To be done: Give every line of the records below as a Markdown table with two columns, No. and Line, one numbered row per line. Leave out blank lines and the pictures.

Source data:

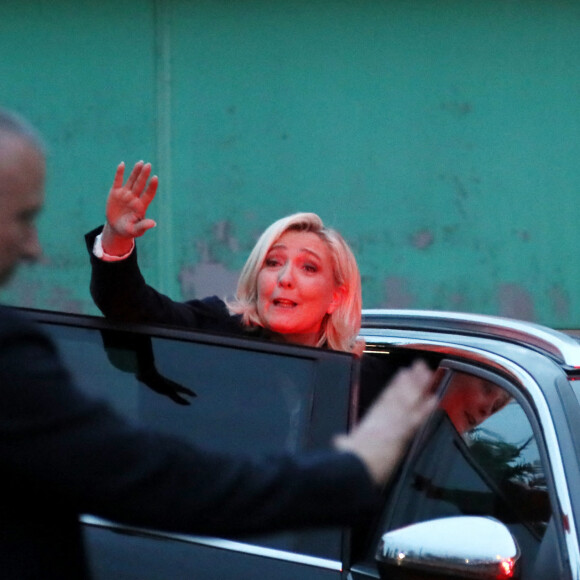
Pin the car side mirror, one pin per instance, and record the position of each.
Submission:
(481, 548)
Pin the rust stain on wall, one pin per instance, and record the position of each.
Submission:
(560, 302)
(397, 294)
(515, 302)
(423, 239)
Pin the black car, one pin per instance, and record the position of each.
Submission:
(489, 487)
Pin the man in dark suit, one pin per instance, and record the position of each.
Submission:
(63, 454)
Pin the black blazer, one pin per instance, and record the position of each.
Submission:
(121, 293)
(63, 454)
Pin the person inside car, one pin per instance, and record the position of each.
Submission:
(300, 283)
(470, 400)
(64, 454)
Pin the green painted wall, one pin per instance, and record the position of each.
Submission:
(442, 137)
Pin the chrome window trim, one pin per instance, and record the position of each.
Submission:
(543, 410)
(557, 344)
(230, 545)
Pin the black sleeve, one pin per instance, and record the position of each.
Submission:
(78, 450)
(121, 293)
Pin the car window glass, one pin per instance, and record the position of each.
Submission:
(478, 456)
(237, 400)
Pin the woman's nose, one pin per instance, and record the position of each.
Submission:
(286, 277)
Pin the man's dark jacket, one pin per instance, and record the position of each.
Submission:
(63, 454)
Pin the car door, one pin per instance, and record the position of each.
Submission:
(228, 394)
(479, 470)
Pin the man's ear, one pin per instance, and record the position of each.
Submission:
(338, 296)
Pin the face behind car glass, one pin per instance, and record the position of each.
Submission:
(470, 400)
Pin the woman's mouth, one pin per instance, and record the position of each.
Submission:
(284, 303)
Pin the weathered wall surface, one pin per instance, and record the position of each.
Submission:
(441, 137)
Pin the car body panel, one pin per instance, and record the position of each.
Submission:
(316, 394)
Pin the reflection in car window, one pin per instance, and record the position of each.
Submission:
(479, 457)
(231, 399)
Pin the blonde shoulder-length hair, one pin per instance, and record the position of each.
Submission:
(339, 329)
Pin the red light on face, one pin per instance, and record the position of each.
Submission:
(506, 569)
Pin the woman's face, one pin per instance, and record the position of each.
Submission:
(296, 287)
(470, 400)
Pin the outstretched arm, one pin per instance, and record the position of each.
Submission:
(126, 208)
(381, 438)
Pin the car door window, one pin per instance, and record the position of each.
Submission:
(478, 456)
(238, 396)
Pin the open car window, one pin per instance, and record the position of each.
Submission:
(228, 394)
(479, 455)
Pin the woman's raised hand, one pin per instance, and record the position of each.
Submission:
(126, 208)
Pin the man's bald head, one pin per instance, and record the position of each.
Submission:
(22, 173)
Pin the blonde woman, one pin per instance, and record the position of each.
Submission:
(300, 283)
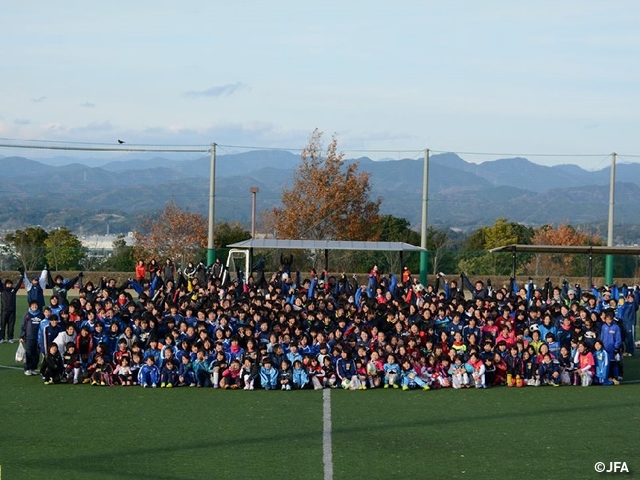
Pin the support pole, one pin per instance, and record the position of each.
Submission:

Reply:
| No. | Line |
|---|---|
| 1 | Pin the car side mirror, one pin per instance, and record the position of each. |
| 2 | Submission: |
| 3 | (481, 548) |
| 4 | Pin the rust stain on wall, one pin per instance, and record the position of each. |
| 5 | Submission: |
| 6 | (560, 302) |
| 7 | (397, 294) |
| 8 | (515, 302) |
| 9 | (423, 239) |
| 10 | Pin the black car, one pin per instance, and record the position of each. |
| 11 | Submission: |
| 12 | (489, 487) |
| 13 | Pin the man in dark suit, one pin per instance, and record the position of each. |
| 14 | Submission: |
| 15 | (63, 454) |
| 16 | Pin the black blazer, one pin per instance, and record the position of each. |
| 17 | Submission: |
| 18 | (121, 293) |
| 19 | (63, 454) |
| 20 | Pin the person inside car, one pin per instance, and record the position of each. |
| 21 | Submission: |
| 22 | (300, 283) |
| 23 | (470, 400) |
| 24 | (64, 454) |
| 25 | Pin the green painted wall, one pin per instance, and record the position of each. |
| 26 | Submission: |
| 27 | (442, 137) |
| 28 | Pin the chrome window trim, one pin per instance, and record the position of each. |
| 29 | Submission: |
| 30 | (543, 410) |
| 31 | (557, 344) |
| 32 | (230, 545) |
| 33 | Pin the black sleeve, one pin per instance, and record the position of each. |
| 34 | Submission: |
| 35 | (78, 450) |
| 36 | (121, 293) |
| 37 | Pin the car window glass, one pin per instance, and record the position of each. |
| 38 | Submission: |
| 39 | (478, 456) |
| 40 | (237, 400) |
| 41 | Pin the woman's nose, one pin per instance, and record the position of each. |
| 42 | Submission: |
| 43 | (286, 277) |
| 44 | Pin the man's dark jacket, one pin per instance, and record the position of each. |
| 45 | Submission: |
| 46 | (63, 454) |
| 47 | Pin the car door, one pin per instance, and record the position of each. |
| 48 | Submission: |
| 49 | (228, 394) |
| 50 | (479, 470) |
| 51 | Pin the man's ear, one pin per instance, and record the position of each. |
| 52 | Submission: |
| 53 | (338, 296) |
| 54 | Pin the face behind car glass, one pin per instance, and record the position of each. |
| 55 | Submission: |
| 56 | (470, 400) |
| 57 | Pin the woman's mouth, one pin per instance, and record the position of each. |
| 58 | Submission: |
| 59 | (284, 303) |
| 60 | Pin the weathered wall surface, one pin per instance, and record the position of each. |
| 61 | Submission: |
| 62 | (441, 137) |
| 63 | Pin the car body panel, one pin per instance, and record the position of each. |
| 64 | Submission: |
| 65 | (316, 394) |
| 66 | Pin the reflection in car window, one pin per instance, and record the position of each. |
| 67 | Submission: |
| 68 | (479, 457) |
| 69 | (231, 399) |
| 70 | Pin the blonde shoulder-length hair, one pin per instance, and record the position of each. |
| 71 | Submission: |
| 72 | (339, 329) |
| 73 | Pin the red light on face, one pin per instance, and record the position of each. |
| 74 | Submission: |
| 75 | (506, 569) |
| 76 | Pin the woman's face, one pin per instance, and record the position of each. |
| 77 | Submission: |
| 78 | (296, 287) |
| 79 | (470, 400) |
| 80 | Pin the outstretched arm, one pin per instance, and record the position of each. |
| 81 | Submission: |
| 82 | (126, 208) |
| 83 | (381, 438) |
| 84 | Pin the car door window, one pin per instance, and record the position of each. |
| 85 | Submission: |
| 86 | (478, 456) |
| 87 | (238, 396) |
| 88 | Pin the open car window, one pin per instance, and record the position of each. |
| 89 | Submission: |
| 90 | (228, 394) |
| 91 | (479, 455) |
| 92 | Pin the woman's raised hand, one pin per instance, and record the position of each. |
| 93 | Submission: |
| 94 | (126, 208) |
| 95 | Pin the man's bald head, one pin per instance, and record the position of each. |
| 96 | Submission: |
| 97 | (22, 173) |
| 98 | Pin the blonde woman, one pin per instance, and record the position of each. |
| 99 | Submission: |
| 100 | (300, 283) |
| 101 | Pin the support pole, one pin per instance, and record the position of each. |
| 102 | Submission: |